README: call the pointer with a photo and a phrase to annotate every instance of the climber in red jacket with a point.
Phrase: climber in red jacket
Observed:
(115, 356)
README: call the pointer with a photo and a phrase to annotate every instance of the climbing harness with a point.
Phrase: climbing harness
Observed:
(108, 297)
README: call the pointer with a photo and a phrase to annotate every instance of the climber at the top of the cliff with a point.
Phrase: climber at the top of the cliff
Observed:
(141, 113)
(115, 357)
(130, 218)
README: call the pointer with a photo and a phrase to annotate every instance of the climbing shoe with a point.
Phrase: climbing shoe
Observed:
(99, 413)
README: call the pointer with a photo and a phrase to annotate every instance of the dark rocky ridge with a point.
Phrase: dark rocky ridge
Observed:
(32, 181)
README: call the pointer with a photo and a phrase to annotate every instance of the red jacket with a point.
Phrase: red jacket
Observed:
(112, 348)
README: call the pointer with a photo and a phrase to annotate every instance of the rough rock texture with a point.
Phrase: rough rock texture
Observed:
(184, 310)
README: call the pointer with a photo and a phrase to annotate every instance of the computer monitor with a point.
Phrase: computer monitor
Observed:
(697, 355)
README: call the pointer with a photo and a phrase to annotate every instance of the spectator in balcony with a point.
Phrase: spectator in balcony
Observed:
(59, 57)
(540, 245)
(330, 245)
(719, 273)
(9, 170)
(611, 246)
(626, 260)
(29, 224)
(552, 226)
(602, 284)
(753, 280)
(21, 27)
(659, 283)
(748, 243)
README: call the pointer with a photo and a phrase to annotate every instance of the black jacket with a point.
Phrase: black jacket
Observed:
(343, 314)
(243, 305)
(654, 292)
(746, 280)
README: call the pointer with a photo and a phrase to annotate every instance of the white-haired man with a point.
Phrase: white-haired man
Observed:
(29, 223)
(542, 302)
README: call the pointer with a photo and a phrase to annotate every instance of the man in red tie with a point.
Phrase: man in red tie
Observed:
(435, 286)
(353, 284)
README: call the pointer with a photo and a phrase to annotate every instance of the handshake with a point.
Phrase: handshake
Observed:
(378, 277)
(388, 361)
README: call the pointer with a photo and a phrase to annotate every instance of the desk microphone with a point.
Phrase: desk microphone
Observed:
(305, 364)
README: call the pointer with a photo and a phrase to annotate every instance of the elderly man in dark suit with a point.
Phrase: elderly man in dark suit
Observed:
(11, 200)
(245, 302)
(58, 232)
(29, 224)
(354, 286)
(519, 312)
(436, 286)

• • • •

▶ _What the exercise asks_: Give the data back exactly as it stands.

▶ _Result of this task_:
README: call the pointer with a photo and a phrase to annotate every instance of the climber in red jacket with a point.
Phrase: climber in red jacket
Observed:
(115, 356)
README: call the pointer with a photo and a phrase to annotate every instance of the climbing harness with a point.
Phrase: climbing harness
Observed:
(108, 297)
README: call the pointer with a photo and a phrase to annotate every instance of the climber at the top of the cliff with a point.
Phrase: climber at the top of the cliff
Observed:
(141, 113)
(115, 357)
(130, 218)
README: call the pointer with a photo and a phrase to annotate every instance of the climbing shoe with a point.
Phrase: climbing shoe
Observed:
(99, 413)
README: call the pointer with a photo and a phrase to annotate every instance of the dark rocky ridge with a point.
Phrase: dark rocky ridge
Observed:
(32, 181)
README: call the pointer with a photo and a phrase to annotate every instance of the red jacket with a point.
Phrase: red jacket
Observed:
(112, 348)
README: call the pointer with a photo and a phrase to annotate every instance of the rough rock texture with a point.
Phrase: rough rock texture
Observed:
(184, 310)
README: call the pointer with a photo and a phrase to annotate every instance of the computer monitor with a point.
Phrase: computer monitor
Observed:
(697, 355)
README: call the pointer with a photo and a phrase to annotate every instance of the spectator in balcony with a point.
Phrase: spectator in balcony
Observed:
(59, 57)
(540, 245)
(330, 245)
(719, 273)
(9, 170)
(611, 246)
(626, 260)
(29, 224)
(552, 226)
(602, 284)
(753, 280)
(21, 27)
(659, 283)
(748, 243)
README: call the pointer with a photo and a phrase to annotate every instance of the black jacket with a point.
Phrase: black jacket
Observed:
(343, 314)
(243, 305)
(654, 292)
(746, 280)
README: call the pointer with a photo and a phrase to annotate every instance of the white-haired man with a point.
Phrase: white-haired man
Observed:
(29, 223)
(542, 302)
README: call the pointer with a photo and a phrase to annotate every instance of the man in red tie with a point.
Phrase: man in red tie
Observed:
(435, 286)
(353, 284)
README: call the pointer with a photo and a phrase to annotate every instance of the handshake with a point.
Phrase: handshake
Observed:
(378, 277)
(388, 361)
README: call the pointer with a photo and a phrase to annotate every instance of the desk microphone with a point.
Phrase: desk microphone
Observed:
(305, 364)
README: call the pointer with a photo and a phrase to annotate every instance of the elderly man in dark suit with a point.
Phrase: elderly man in dark suit
Observed:
(11, 200)
(245, 302)
(58, 232)
(29, 224)
(354, 286)
(519, 312)
(436, 286)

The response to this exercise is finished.